§ **What is being asked**
Copy out the lines below, from the line containing "of the long" up to and including the last line, keeping the requests as they are. In the answers, multiply every point coordinate by 0.35 and round it to a whole number, rounding halves up.

§ **Material provided**
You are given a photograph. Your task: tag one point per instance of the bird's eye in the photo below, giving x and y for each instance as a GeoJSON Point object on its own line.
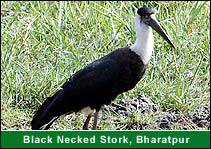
{"type": "Point", "coordinates": [146, 16]}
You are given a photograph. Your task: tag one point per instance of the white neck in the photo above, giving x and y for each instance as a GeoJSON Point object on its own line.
{"type": "Point", "coordinates": [145, 42]}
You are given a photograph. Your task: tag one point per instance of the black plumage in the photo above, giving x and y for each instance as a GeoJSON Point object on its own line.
{"type": "Point", "coordinates": [100, 82]}
{"type": "Point", "coordinates": [97, 84]}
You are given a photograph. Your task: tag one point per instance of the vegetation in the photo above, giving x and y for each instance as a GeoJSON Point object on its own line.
{"type": "Point", "coordinates": [43, 43]}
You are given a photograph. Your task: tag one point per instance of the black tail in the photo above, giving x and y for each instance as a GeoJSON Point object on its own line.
{"type": "Point", "coordinates": [48, 112]}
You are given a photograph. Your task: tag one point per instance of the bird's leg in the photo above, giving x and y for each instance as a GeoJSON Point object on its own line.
{"type": "Point", "coordinates": [95, 121]}
{"type": "Point", "coordinates": [86, 124]}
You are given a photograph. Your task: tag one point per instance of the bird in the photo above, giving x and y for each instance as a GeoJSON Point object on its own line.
{"type": "Point", "coordinates": [100, 82]}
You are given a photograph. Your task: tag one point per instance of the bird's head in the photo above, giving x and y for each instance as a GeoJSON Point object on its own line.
{"type": "Point", "coordinates": [146, 16]}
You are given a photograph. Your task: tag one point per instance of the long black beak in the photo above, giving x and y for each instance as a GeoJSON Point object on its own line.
{"type": "Point", "coordinates": [156, 26]}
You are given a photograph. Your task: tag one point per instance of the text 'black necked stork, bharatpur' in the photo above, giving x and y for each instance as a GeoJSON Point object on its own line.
{"type": "Point", "coordinates": [100, 82]}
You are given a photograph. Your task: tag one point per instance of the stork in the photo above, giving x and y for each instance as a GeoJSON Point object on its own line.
{"type": "Point", "coordinates": [100, 82]}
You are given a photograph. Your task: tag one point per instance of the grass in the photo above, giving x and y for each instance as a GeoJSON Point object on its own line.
{"type": "Point", "coordinates": [44, 42]}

§ **Answer to the exercise**
You are given a photograph. Your task: tag one point per instance of the long black beak in the photo above, giving x and y for each instance as a GeoJSON Point object on its own line.
{"type": "Point", "coordinates": [55, 9]}
You are given a photograph. Your task: tag one point per instance of the text 'black necked stork, bharatpur' in the photo above, giving x and y for each instance as a GeoJSON Point object on its own line.
{"type": "Point", "coordinates": [35, 29]}
You are given a photograph. Your task: tag one point per instance of the stork in the photo above, giving x and y for each instance as a GeoJSON Point object on its own line.
{"type": "Point", "coordinates": [35, 29]}
You are given a photograph. Your task: tag one point per instance of the grass in the photo above, giving x and y for each instance as a GeoJSON Point object on its own line.
{"type": "Point", "coordinates": [15, 15]}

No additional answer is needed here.